### Objective
Print the records below exactly as they appear.

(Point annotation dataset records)
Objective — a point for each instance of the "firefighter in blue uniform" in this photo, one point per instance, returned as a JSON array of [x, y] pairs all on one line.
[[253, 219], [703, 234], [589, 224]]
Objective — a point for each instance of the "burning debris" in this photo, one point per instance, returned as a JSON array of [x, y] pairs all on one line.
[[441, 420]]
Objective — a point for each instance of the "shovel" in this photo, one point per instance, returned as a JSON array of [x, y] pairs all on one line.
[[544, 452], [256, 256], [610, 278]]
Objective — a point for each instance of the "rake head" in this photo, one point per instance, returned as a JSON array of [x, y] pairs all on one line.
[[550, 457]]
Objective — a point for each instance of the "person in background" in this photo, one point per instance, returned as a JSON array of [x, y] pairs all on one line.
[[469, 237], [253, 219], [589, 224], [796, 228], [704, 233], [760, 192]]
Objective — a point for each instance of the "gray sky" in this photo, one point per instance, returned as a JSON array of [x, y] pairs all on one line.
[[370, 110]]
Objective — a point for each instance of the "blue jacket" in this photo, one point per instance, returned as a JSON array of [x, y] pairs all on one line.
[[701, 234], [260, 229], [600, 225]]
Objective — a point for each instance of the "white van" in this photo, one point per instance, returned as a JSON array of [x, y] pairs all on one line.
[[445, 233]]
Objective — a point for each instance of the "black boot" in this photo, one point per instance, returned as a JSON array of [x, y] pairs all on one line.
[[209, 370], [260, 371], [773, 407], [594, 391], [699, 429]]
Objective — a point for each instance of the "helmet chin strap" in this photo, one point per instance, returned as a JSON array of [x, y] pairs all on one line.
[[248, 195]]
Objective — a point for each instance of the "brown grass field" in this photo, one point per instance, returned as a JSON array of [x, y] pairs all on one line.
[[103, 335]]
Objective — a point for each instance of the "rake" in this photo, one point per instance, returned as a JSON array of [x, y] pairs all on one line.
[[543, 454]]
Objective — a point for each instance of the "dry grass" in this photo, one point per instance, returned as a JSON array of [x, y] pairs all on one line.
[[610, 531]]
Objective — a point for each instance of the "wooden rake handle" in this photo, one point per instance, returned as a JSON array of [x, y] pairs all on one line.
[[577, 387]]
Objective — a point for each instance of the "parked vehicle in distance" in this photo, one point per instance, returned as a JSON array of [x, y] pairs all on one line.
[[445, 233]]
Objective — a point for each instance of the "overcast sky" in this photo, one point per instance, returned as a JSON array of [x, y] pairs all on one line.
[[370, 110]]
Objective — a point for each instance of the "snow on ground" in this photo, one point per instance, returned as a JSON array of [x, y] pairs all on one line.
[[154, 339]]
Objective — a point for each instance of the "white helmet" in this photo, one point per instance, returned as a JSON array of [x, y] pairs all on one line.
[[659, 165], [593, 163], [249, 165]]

### Result
Objective — a point for each instance of the "firefighter in blue uniform" in this photo, one point per instance, returned as a JSON array of [x, y] pairs all on one line.
[[253, 219], [703, 234], [589, 224]]
Objective — a point for each instance of the "burning debris" in this photo, one point per instance, returned as a JSON array of [x, y] pairs all on one line.
[[441, 420]]
Objective — a point for each instance of the "shovel" in this photo, one point per instance, returned as a JSON array of [x, y] pairs all on one line.
[[544, 452], [256, 256], [610, 278]]
Objective — a point for each instance of the "rake head" in this photo, one point per instance, returned as a JSON array of [x, y] pairs all on one line.
[[550, 457]]
Objective — a point for each instance of the "person in background" in this photo, one point per instance, returned as a JSON array of [x, y] pairs all on one line.
[[469, 237], [253, 219], [589, 224], [796, 228], [704, 233], [760, 192]]
Objective — a point for each instance of the "gray sky" in this photo, one point per instance, returned as a JSON array of [x, y] pairs all on one line.
[[370, 110]]
Objective — a point for each instance of the "blue jacket" in this photo, one point per instance, returned as a JSON array of [x, y] pairs all on one line.
[[701, 234], [260, 229], [600, 225]]
Objective — a point for each instance of the "white van" in this photo, one point per instance, returned as a JSON array of [x, y] pairs all on one line.
[[445, 233]]
Objective — a point for each instance of the "black boot" in this photo, one point per instance, returned as a JSON array of [x, y] pairs all on one line.
[[209, 370], [260, 371], [773, 407], [594, 391], [699, 429]]
Objective — a point for each instance of the "helmet chin strap" in this photo, one point per instance, returned as a JSON array of [x, y] pairs all on one line.
[[248, 195]]
Objective — a point for each instance of the "brown grass field" in this photo, one point per instance, returned as a JSON array of [x, y] pairs all on one line.
[[103, 335]]
Objective — a point for each instance of the "rake" in this photo, one point per instance, returned as a JSON array of [x, y] pairs all on one line.
[[543, 454]]
Objective — a point for each instance of the "dry grass" in this photo, one point per instance, returned as a JSON array of [x, y] pairs all on one line.
[[610, 531]]
Objective — a point for each instance of the "wooden rake handle" in this photo, one point per instance, returned as a JSON array of [x, y] pairs all on one line.
[[577, 387]]
Objective — a point for each instance of the "parked vehicle in distance" in this photo, one point per instance, returned as a JSON array of [x, y] pairs all on one line.
[[445, 233]]
Objective — a point for each instance of the "overcast sky" in this photo, one point per instance, returned as a JSON array of [x, y] pairs all on one line.
[[370, 110]]
Objective — a point for each instance of the "snow on ground" in this photo, one point per instance, returned as a JSON array of [x, y] pairs all on one line.
[[154, 339]]
Objective — a point for each instance of the "white helmet" in this photo, one point per instance, returned as a JSON array of [x, y] pairs all on one line.
[[659, 165], [593, 163], [249, 165]]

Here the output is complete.